▼
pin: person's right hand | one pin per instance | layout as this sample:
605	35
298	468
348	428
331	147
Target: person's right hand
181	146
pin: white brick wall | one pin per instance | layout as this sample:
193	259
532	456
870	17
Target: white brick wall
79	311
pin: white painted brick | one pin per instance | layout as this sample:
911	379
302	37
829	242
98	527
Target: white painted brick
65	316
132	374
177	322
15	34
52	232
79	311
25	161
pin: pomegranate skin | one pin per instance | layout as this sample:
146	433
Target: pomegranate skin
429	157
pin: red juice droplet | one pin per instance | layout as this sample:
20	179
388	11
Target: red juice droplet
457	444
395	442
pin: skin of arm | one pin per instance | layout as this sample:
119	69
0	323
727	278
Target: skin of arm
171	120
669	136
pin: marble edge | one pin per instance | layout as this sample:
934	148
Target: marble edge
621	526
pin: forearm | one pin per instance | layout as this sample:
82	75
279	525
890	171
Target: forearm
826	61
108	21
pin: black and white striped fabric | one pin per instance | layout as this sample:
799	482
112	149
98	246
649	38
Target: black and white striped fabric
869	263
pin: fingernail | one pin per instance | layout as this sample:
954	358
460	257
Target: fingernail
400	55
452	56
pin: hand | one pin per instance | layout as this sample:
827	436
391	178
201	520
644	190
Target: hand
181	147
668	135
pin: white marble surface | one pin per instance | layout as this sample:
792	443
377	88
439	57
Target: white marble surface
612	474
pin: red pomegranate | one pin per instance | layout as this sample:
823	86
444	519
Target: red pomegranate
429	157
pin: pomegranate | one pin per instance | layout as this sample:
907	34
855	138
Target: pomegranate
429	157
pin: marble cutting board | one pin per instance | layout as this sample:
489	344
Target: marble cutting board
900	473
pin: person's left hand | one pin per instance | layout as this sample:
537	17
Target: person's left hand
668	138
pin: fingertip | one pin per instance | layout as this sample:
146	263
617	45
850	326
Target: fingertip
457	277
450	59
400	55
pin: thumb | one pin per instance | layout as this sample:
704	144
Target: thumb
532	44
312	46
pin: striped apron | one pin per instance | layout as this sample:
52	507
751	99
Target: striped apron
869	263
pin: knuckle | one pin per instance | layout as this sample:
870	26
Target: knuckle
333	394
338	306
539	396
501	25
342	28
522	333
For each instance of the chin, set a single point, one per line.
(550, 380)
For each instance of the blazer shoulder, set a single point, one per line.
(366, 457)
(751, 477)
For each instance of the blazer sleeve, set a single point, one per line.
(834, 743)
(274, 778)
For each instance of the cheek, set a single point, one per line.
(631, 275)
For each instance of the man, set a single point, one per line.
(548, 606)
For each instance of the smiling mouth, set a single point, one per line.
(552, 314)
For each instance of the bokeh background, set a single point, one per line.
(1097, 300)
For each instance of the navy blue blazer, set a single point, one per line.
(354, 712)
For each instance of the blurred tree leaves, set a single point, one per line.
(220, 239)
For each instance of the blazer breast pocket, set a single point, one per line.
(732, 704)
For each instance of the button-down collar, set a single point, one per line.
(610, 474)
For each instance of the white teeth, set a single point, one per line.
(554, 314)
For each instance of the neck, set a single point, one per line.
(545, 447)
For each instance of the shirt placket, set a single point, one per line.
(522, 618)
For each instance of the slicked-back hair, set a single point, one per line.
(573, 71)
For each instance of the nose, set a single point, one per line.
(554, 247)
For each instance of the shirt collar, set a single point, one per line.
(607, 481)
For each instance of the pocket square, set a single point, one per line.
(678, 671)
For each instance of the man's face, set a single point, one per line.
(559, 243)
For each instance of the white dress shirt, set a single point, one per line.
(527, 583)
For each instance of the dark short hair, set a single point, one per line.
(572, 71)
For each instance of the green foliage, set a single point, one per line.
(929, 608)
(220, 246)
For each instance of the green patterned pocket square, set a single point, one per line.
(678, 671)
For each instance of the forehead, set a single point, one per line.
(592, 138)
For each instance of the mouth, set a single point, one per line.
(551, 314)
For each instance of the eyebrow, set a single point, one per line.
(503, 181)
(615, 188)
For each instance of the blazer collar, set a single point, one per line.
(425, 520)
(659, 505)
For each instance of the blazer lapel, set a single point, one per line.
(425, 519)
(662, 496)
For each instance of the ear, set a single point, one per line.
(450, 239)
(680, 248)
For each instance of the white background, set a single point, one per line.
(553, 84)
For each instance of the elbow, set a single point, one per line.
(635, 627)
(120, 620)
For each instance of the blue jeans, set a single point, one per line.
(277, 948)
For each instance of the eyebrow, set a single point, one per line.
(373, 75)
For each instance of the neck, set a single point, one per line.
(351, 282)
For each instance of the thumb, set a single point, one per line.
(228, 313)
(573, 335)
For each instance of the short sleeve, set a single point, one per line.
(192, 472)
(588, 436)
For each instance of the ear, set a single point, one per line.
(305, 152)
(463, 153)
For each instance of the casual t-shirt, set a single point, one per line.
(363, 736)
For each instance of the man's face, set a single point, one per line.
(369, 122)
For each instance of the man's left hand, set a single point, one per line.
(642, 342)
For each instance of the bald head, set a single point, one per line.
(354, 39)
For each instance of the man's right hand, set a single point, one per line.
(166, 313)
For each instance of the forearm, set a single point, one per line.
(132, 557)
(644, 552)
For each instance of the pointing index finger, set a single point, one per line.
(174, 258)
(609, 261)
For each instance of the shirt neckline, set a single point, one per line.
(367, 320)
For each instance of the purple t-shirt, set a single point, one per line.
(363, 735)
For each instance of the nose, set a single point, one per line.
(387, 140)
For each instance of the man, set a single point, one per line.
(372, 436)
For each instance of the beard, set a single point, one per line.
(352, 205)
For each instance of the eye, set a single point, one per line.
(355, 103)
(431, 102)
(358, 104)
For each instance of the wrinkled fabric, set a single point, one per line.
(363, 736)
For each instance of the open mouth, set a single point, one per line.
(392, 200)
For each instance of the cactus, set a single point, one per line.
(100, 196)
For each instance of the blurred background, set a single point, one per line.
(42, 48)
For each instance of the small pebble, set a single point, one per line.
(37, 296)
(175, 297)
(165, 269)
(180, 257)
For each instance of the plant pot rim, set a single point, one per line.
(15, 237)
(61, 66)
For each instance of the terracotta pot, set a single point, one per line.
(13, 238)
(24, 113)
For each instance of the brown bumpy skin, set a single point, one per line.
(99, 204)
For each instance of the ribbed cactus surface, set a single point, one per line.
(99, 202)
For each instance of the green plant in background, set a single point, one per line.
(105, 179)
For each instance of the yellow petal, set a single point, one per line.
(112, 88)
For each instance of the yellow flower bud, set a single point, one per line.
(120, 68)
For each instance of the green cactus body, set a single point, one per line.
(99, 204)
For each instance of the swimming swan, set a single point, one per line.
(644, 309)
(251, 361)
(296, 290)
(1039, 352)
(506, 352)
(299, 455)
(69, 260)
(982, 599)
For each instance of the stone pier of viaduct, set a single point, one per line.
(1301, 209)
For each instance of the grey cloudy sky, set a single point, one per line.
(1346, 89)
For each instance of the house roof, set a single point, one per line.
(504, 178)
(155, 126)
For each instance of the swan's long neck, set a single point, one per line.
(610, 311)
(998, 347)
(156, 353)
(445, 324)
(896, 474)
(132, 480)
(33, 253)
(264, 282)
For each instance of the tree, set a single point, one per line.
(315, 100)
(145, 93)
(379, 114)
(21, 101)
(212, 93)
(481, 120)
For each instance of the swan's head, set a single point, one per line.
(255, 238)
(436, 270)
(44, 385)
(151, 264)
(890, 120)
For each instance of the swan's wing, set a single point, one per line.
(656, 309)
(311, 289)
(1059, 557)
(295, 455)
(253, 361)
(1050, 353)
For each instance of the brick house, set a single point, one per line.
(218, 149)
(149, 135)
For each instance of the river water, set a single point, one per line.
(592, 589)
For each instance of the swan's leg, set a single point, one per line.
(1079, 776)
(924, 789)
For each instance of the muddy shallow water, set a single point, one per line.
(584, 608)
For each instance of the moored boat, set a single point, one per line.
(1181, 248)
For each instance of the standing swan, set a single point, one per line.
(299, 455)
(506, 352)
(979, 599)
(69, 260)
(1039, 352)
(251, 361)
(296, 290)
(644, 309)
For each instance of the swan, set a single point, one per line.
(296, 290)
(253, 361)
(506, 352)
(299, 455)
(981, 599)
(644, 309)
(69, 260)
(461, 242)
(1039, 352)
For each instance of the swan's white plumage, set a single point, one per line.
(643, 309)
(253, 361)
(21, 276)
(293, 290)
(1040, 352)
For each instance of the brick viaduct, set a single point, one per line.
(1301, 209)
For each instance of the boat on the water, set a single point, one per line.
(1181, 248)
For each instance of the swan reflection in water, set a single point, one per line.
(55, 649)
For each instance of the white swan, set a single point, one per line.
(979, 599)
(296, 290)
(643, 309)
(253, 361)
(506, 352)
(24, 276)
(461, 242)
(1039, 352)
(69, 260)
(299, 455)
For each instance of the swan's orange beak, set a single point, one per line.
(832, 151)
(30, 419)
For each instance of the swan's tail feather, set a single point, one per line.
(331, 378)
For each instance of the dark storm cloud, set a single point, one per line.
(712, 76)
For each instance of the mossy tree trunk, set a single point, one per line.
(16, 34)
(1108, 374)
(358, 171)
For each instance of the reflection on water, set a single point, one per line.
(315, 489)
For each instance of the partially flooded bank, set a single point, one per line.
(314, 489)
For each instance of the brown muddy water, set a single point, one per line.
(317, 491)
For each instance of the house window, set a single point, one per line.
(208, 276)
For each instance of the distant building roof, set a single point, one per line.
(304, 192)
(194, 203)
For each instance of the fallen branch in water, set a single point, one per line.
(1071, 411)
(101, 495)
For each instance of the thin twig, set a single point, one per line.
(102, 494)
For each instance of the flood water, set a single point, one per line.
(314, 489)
▲
_Short exercise_: Reproduce verbatim the lines running from the one containing "For each instance of the reflection" through the final line above, including both ends.

_Result below_:
For each instance of the reflection on water, set a single point, one per line.
(315, 489)
For each instance of the partially flooded bank, set a single point, one per line.
(314, 489)
For each instance of the brown muddy water, set a single point, one per line.
(317, 491)
For each instance of the house window, set a single point, one per line.
(208, 276)
For each instance of the distant building roof, set a single point, one per line.
(304, 192)
(194, 203)
For each instance of the fallen branch in water, set a single point, one per line.
(1071, 411)
(101, 495)
For each instance of the thin twig, set a single point, one per line.
(102, 494)
For each instance of the flood water, set a single point, one per line.
(314, 489)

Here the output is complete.